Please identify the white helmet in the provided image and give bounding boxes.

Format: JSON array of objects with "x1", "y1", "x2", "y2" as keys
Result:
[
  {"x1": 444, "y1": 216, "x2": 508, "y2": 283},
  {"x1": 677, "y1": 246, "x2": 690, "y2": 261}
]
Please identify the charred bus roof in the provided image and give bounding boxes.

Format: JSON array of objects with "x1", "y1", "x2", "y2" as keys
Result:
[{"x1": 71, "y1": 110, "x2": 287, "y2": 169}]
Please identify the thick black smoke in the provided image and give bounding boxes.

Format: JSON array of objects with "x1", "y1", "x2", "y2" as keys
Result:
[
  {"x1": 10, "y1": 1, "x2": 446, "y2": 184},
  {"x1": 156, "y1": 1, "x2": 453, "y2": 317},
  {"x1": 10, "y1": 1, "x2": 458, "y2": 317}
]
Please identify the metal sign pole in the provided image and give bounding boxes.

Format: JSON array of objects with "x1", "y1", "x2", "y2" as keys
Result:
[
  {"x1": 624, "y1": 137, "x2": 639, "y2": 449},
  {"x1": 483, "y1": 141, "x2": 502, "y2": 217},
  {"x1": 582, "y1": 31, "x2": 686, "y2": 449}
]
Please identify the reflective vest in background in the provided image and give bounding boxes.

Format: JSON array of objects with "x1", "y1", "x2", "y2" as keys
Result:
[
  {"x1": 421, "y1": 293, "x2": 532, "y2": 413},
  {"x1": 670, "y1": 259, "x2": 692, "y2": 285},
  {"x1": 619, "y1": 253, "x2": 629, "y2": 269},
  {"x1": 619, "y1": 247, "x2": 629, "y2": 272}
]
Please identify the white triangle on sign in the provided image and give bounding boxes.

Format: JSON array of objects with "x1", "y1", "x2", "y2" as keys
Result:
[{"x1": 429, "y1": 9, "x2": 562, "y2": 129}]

What is being asked
Could you reproduce every entry above exactly as written?

Answer area
Please identify the white helmet in the provided image and give bounding boxes.

Format: JSON array of objects with "x1", "y1", "x2", "y2" as keys
Result:
[
  {"x1": 444, "y1": 216, "x2": 508, "y2": 283},
  {"x1": 677, "y1": 246, "x2": 690, "y2": 261}
]
Please identify the charred bus roof in the provided image and give bounding boxes.

Format: JSON array of objects with "x1", "y1", "x2", "y2" as keys
Result:
[{"x1": 71, "y1": 110, "x2": 287, "y2": 169}]
Please identify the thick black smoke in the provided image and give bounding boxes.

Format: JSON array of objects with "x1", "y1", "x2", "y2" as keys
Result:
[
  {"x1": 10, "y1": 1, "x2": 446, "y2": 184},
  {"x1": 156, "y1": 1, "x2": 453, "y2": 317},
  {"x1": 10, "y1": 1, "x2": 458, "y2": 317}
]
Please identify the metal sign pole in the provided image and give bounding boxes.

Format: JSON array of objects with "x1", "y1", "x2", "y2" as keys
Result:
[
  {"x1": 624, "y1": 137, "x2": 639, "y2": 449},
  {"x1": 483, "y1": 141, "x2": 502, "y2": 217},
  {"x1": 582, "y1": 31, "x2": 686, "y2": 449}
]
Please identify the reflective vest in background in the provided image and give bounding boxes.

Format: JSON array of objects with "x1", "y1", "x2", "y2" as keys
Result:
[
  {"x1": 421, "y1": 293, "x2": 532, "y2": 413},
  {"x1": 670, "y1": 259, "x2": 692, "y2": 285},
  {"x1": 619, "y1": 253, "x2": 629, "y2": 269},
  {"x1": 619, "y1": 247, "x2": 629, "y2": 272}
]
Please identify the white triangle on sign in the provided image and give bounding boxes.

Format: JSON array of objects with "x1", "y1", "x2", "y2" as keys
Result:
[{"x1": 429, "y1": 9, "x2": 562, "y2": 129}]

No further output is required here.